═══ Exercise material

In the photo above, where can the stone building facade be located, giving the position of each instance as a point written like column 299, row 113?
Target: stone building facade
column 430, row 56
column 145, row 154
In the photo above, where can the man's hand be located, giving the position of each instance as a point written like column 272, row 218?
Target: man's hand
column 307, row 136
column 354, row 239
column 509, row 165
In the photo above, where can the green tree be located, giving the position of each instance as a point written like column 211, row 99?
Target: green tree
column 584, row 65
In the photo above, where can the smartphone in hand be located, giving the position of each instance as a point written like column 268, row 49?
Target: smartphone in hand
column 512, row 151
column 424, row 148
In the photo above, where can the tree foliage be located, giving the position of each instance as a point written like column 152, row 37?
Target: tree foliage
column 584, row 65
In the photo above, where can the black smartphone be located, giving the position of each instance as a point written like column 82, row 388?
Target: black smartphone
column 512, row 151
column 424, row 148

══════

# [What you have to do]
Give back the whole listing. Match it exactly.

# [Your response]
In the photo above, where can the stone building facade be located, giving the position of each instance as a point written like column 299, row 113?
Target: stone building facade
column 430, row 56
column 145, row 154
In the photo above, where can the man's hand be located, giving the position of each instance as a point written like column 272, row 218?
Target: man's hand
column 307, row 136
column 354, row 239
column 509, row 165
In the photo above, where can the green tree be located, giving the position of each instance as a point written like column 211, row 99?
Target: green tree
column 584, row 65
In the photo above, where can the smartphone in hand be located, giving the position of each instance as a point written like column 268, row 49?
Target: smartphone in hand
column 512, row 151
column 424, row 148
In the photo above, where can the tree foliage be located, giving the position of each instance as a point written like column 152, row 37?
Target: tree foliage
column 584, row 65
In the photo above, where can the black smartphone be located, giving the position of each instance as a point written like column 82, row 388?
Target: black smartphone
column 512, row 151
column 424, row 148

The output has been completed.